» TO DO
Write out each line of the listing below without changing anything.
start EXERCISE MATERIALS
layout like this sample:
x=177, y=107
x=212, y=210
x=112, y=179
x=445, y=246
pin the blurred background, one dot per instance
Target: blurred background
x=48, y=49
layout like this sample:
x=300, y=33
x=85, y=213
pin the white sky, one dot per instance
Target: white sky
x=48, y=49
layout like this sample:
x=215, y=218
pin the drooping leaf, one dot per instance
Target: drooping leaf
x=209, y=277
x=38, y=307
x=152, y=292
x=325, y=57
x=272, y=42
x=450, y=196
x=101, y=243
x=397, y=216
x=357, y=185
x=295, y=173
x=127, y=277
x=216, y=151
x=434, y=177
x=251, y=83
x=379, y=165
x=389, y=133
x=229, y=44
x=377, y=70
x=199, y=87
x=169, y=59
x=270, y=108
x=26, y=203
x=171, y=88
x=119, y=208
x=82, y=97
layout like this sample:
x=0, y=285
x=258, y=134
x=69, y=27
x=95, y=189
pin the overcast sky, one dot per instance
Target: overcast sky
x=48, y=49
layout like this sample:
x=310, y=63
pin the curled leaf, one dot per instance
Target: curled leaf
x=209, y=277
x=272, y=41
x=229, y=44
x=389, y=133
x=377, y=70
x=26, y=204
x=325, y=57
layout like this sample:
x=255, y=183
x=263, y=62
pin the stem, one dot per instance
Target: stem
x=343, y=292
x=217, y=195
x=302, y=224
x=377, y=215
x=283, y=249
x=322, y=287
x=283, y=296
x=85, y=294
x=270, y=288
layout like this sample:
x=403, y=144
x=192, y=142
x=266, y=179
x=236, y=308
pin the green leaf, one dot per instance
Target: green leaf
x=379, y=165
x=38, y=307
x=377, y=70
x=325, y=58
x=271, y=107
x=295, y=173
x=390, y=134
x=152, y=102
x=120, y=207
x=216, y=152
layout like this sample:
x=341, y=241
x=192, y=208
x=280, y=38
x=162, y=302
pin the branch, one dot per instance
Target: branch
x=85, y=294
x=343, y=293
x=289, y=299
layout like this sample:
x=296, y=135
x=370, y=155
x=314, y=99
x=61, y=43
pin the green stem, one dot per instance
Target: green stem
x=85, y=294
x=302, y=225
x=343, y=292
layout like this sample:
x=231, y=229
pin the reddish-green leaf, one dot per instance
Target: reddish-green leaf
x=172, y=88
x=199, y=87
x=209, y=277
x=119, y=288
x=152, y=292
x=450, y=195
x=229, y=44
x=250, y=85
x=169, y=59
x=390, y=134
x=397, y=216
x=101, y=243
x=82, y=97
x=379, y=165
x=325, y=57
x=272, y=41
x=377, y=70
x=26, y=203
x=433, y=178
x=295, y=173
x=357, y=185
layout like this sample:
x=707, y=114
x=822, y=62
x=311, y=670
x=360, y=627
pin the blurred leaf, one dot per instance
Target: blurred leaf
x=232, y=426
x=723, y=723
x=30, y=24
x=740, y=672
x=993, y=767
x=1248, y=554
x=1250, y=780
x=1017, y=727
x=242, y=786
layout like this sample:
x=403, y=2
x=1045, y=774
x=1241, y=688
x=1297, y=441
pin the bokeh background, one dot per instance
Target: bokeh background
end EXERCISE MATERIALS
» THE RESULT
layout like this sample:
x=177, y=107
x=212, y=210
x=112, y=179
x=445, y=246
pin the blurred background, one dot per instance
Target: blurred background
x=48, y=49
layout like this sample:
x=300, y=33
x=85, y=213
pin the white sky, one dot per instance
Target: white sky
x=48, y=49
layout like this sample:
x=215, y=218
pin the drooping leaf, one dot per instance
Target: drooping leaf
x=209, y=277
x=38, y=307
x=152, y=292
x=325, y=57
x=272, y=42
x=450, y=196
x=101, y=243
x=397, y=216
x=357, y=185
x=295, y=173
x=127, y=277
x=216, y=151
x=434, y=177
x=251, y=83
x=379, y=165
x=389, y=133
x=229, y=44
x=377, y=70
x=199, y=87
x=169, y=59
x=270, y=108
x=26, y=203
x=171, y=88
x=119, y=208
x=82, y=97
layout like this sample:
x=0, y=285
x=258, y=134
x=69, y=27
x=95, y=189
pin the overcast sky, one dot per instance
Target: overcast sky
x=48, y=49
layout like this sample:
x=310, y=63
pin the curled leaf, one dot per instance
Target: curled leaf
x=209, y=277
x=272, y=41
x=229, y=44
x=389, y=133
x=377, y=70
x=26, y=204
x=325, y=57
layout like this sample:
x=255, y=183
x=263, y=62
pin the stem, one dot per instance
Target: stem
x=343, y=292
x=217, y=195
x=302, y=224
x=377, y=215
x=283, y=249
x=322, y=287
x=283, y=296
x=85, y=294
x=270, y=288
layout like this sample:
x=403, y=144
x=192, y=142
x=266, y=179
x=236, y=308
pin the green leaf, one dot per instance
Target: green leaf
x=379, y=165
x=38, y=307
x=377, y=70
x=325, y=58
x=271, y=107
x=295, y=173
x=390, y=134
x=152, y=102
x=120, y=207
x=216, y=152
layout like this sample:
x=341, y=241
x=192, y=208
x=280, y=38
x=162, y=302
pin the branch, one dot per instance
Target: branch
x=85, y=294
x=343, y=293
x=289, y=299
layout like this sample:
x=296, y=135
x=370, y=155
x=314, y=99
x=61, y=43
pin the green stem, one dot per instance
Target: green stem
x=85, y=294
x=302, y=225
x=343, y=292
layout like this sample:
x=231, y=229
pin the reddish-green leaf, one dot per instance
Target: reddish-green leaf
x=172, y=88
x=199, y=87
x=209, y=277
x=119, y=288
x=152, y=292
x=450, y=195
x=229, y=44
x=250, y=85
x=169, y=59
x=390, y=134
x=397, y=216
x=101, y=243
x=82, y=97
x=379, y=165
x=325, y=57
x=272, y=41
x=377, y=70
x=26, y=203
x=433, y=178
x=295, y=173
x=357, y=185
layout like this sample:
x=707, y=114
x=822, y=62
x=311, y=670
x=360, y=627
pin the blurred leaf, one dot per instance
Target: blurred leaf
x=232, y=426
x=723, y=723
x=30, y=24
x=740, y=672
x=993, y=767
x=1248, y=554
x=1250, y=780
x=1017, y=727
x=242, y=786
layout like this sample:
x=403, y=2
x=1045, y=774
x=1241, y=688
x=1297, y=441
pin the bokeh background, one dot per instance
Target: bokeh background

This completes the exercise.